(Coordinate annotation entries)
★ ★ ★ ★ ★ ★ ★

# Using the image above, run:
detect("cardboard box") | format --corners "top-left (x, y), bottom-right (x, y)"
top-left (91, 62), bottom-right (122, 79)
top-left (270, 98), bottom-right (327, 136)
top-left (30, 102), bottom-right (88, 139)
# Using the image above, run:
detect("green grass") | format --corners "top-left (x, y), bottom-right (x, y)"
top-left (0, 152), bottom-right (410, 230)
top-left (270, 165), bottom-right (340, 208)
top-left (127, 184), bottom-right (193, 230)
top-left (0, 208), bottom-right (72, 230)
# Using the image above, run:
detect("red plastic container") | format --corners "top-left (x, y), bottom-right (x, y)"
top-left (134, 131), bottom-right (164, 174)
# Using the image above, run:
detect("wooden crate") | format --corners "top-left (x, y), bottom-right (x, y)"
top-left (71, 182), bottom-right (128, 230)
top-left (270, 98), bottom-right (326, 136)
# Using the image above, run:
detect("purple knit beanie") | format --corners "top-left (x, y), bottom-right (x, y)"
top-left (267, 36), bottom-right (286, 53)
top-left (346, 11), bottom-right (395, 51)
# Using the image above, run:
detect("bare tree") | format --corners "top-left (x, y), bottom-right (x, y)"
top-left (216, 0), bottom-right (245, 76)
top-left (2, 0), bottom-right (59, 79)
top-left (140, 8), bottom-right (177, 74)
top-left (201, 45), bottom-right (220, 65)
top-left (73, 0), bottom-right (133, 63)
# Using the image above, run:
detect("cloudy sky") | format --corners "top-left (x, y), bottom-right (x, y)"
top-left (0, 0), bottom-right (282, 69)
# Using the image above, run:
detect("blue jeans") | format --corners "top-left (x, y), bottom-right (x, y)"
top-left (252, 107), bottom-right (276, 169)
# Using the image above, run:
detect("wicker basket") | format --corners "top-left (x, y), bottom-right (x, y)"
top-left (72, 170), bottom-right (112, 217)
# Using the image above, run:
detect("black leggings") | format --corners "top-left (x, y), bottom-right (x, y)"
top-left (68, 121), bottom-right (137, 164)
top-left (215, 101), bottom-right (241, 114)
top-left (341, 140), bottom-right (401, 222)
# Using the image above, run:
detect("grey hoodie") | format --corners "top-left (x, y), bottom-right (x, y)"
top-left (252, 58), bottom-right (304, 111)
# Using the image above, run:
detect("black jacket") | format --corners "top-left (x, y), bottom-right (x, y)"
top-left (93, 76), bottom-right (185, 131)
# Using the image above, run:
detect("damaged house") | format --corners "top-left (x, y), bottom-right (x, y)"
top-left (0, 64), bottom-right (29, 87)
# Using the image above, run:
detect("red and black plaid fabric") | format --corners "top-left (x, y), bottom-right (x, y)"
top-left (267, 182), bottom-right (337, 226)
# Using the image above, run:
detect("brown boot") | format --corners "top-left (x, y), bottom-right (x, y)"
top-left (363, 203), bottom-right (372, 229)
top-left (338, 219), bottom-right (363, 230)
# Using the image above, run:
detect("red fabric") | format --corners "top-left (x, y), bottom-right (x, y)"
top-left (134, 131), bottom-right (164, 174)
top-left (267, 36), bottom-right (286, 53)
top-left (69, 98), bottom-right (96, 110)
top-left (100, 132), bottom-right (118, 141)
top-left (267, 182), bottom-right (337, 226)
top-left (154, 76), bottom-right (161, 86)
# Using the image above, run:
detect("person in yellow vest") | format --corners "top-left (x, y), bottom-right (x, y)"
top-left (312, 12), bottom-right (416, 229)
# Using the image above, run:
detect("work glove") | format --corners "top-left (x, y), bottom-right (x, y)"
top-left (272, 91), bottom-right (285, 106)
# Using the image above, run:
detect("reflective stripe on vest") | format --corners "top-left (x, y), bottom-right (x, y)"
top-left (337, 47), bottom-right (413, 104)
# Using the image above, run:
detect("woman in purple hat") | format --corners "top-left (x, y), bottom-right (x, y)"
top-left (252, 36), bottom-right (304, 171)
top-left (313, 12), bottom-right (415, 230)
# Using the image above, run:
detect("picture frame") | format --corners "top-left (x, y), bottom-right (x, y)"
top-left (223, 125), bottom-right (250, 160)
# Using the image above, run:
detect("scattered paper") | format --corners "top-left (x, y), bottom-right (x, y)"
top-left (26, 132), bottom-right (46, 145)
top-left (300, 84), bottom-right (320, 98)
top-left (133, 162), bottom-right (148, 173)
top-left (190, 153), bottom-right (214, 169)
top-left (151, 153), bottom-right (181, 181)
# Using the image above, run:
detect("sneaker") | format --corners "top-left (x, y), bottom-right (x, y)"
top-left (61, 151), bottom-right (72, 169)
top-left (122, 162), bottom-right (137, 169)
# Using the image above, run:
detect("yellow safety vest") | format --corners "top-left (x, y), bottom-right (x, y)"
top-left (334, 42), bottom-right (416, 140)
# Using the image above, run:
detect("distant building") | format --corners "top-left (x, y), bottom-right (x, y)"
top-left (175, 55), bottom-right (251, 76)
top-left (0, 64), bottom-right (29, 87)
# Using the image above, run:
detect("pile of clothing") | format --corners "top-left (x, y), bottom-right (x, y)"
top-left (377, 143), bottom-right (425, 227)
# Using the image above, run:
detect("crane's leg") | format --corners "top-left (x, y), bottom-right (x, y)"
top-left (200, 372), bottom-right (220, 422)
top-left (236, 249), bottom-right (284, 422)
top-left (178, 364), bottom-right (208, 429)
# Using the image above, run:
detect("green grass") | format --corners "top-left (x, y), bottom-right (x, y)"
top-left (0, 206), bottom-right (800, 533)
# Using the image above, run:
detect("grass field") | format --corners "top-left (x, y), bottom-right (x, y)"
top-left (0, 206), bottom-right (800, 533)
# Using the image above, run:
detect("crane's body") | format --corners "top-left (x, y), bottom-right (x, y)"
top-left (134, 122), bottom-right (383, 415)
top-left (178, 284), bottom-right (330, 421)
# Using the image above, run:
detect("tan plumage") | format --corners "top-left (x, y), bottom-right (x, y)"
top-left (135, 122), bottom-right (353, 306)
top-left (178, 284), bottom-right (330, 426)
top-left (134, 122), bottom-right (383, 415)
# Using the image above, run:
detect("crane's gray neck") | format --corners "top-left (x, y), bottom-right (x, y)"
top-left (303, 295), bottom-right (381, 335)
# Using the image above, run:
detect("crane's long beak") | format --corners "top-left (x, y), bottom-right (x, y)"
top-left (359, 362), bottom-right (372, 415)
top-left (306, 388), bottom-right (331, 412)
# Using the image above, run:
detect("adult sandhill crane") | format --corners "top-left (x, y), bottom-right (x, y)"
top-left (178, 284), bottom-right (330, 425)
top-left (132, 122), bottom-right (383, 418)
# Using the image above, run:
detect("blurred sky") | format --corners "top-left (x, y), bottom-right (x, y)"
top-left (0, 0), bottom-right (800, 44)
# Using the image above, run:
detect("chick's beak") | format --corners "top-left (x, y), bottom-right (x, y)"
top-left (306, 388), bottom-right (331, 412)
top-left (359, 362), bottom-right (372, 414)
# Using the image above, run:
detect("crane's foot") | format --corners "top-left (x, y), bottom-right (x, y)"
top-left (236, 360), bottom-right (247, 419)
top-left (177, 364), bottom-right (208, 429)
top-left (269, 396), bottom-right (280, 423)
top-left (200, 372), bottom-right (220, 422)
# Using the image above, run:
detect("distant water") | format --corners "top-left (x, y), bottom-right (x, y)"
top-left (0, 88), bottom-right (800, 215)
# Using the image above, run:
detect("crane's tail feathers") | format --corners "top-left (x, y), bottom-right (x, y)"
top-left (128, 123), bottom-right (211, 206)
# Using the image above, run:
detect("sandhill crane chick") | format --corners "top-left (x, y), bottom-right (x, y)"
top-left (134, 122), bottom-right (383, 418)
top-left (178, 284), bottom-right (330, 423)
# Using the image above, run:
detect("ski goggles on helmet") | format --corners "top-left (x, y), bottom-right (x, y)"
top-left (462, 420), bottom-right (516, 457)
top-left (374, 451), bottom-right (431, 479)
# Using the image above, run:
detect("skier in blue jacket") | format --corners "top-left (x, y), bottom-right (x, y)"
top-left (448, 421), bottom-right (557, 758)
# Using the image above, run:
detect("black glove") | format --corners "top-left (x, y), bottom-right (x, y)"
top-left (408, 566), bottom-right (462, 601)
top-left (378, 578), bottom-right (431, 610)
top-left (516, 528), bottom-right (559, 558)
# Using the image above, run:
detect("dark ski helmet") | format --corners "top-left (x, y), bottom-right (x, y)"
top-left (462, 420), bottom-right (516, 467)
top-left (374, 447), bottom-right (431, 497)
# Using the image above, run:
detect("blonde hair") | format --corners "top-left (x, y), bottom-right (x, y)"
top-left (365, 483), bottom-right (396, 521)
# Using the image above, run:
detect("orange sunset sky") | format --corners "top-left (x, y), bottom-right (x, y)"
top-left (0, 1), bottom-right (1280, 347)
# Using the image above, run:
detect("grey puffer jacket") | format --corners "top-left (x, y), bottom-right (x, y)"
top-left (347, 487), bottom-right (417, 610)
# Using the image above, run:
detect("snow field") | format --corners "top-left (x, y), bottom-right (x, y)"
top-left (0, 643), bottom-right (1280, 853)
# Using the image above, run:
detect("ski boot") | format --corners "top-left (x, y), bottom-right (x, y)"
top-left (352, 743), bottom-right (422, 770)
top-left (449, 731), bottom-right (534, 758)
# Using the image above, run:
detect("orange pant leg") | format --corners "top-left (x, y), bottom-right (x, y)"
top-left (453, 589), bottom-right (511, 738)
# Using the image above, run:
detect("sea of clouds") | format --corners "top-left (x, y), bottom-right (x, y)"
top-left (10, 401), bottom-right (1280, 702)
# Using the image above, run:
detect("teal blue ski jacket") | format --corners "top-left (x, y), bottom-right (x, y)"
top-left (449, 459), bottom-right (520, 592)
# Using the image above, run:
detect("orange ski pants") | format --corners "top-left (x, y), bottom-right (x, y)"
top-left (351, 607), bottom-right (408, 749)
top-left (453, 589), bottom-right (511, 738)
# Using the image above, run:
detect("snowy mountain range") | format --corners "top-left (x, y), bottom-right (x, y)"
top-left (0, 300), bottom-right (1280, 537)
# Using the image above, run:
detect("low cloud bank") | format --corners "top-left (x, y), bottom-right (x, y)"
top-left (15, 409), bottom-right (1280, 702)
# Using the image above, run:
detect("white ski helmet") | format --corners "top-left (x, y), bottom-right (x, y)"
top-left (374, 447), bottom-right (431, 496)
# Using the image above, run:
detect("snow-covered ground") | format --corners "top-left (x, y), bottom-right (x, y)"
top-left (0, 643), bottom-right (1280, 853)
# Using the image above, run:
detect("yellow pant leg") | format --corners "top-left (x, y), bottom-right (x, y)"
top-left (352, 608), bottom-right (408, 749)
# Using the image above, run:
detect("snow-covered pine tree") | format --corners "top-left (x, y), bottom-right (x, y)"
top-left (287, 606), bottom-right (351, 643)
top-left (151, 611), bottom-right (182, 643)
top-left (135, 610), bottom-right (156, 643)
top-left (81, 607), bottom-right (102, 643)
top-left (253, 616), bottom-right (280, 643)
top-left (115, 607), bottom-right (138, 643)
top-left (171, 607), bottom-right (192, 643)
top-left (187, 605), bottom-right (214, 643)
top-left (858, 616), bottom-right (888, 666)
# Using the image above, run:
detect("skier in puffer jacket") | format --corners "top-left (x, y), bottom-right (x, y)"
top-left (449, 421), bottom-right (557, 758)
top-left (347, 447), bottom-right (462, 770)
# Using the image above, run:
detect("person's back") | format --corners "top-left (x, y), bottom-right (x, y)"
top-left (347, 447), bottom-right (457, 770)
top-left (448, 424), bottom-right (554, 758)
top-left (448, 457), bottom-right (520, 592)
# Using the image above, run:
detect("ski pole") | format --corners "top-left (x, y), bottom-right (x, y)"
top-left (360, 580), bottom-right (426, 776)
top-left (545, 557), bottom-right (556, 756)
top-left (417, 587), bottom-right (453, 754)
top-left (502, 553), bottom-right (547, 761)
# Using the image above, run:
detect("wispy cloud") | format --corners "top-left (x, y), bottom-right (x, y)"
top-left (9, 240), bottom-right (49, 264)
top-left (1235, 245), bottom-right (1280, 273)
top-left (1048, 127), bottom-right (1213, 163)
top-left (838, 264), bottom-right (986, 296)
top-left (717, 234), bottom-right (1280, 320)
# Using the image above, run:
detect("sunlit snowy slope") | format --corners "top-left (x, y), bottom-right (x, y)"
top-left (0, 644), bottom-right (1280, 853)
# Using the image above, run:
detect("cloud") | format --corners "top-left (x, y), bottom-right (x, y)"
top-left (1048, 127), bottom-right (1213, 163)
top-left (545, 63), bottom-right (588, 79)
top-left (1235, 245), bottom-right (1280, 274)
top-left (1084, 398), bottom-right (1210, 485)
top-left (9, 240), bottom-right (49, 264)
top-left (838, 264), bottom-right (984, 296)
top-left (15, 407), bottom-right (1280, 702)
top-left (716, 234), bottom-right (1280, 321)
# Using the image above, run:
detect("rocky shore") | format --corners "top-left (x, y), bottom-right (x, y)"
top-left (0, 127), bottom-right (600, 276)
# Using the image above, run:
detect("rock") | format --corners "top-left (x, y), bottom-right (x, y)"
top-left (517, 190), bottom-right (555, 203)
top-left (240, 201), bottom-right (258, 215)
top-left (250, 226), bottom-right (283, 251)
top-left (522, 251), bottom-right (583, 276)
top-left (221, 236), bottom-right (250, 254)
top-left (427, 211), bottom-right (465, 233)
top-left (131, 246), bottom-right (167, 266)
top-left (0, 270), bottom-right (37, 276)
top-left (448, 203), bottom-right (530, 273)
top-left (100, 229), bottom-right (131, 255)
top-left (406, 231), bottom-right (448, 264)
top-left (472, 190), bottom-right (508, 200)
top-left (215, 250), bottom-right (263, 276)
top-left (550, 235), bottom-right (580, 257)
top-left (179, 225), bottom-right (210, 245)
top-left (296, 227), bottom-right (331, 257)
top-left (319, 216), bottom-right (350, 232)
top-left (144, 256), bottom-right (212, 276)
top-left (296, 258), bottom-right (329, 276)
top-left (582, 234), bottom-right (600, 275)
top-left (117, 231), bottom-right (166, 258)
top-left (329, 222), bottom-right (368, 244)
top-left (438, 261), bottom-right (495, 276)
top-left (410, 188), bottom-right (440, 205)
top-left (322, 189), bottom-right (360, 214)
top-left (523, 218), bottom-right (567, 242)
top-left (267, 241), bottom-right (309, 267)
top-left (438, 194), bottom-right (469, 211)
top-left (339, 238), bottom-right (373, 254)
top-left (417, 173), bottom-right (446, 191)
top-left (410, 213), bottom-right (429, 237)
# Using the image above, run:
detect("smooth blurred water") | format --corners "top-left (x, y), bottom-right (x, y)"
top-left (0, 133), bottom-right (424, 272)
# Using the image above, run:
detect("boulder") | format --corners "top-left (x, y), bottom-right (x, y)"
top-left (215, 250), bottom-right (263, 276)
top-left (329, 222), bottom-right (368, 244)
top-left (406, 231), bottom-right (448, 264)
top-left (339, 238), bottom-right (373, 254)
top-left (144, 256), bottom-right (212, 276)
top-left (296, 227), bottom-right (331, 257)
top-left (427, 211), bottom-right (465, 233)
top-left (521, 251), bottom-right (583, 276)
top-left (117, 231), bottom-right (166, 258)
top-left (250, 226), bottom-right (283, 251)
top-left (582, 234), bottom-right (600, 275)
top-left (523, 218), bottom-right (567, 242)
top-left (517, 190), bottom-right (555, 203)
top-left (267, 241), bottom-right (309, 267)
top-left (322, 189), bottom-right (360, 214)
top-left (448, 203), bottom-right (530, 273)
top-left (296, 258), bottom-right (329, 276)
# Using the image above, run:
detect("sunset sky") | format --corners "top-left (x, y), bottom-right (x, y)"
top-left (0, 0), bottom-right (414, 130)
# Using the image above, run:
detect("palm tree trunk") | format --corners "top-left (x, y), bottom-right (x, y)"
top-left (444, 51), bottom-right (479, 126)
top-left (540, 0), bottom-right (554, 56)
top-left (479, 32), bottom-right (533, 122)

★ ★ ★ ★ ★ ★ ★

## Given exercise
Print the rows from the first one through the line containing "top-left (270, 98), bottom-right (326, 136)", both included, and print every line exactly as it appears.

## Solution to the problem
# Using the image above, run:
detect("cardboard box") | format --corners "top-left (x, y), bottom-right (x, y)"
top-left (91, 62), bottom-right (122, 79)
top-left (270, 98), bottom-right (327, 136)
top-left (30, 102), bottom-right (88, 139)
# Using the image above, run:
detect("green grass") | format --corners "top-left (x, y), bottom-right (x, y)"
top-left (0, 152), bottom-right (410, 230)
top-left (270, 165), bottom-right (340, 208)
top-left (127, 184), bottom-right (193, 230)
top-left (0, 208), bottom-right (72, 230)
# Using the image above, run:
detect("red plastic container") | format --corners "top-left (x, y), bottom-right (x, y)"
top-left (134, 131), bottom-right (164, 174)
# Using the image above, run:
detect("wooden crate") | format --corners "top-left (x, y), bottom-right (x, y)"
top-left (71, 182), bottom-right (128, 230)
top-left (270, 98), bottom-right (326, 136)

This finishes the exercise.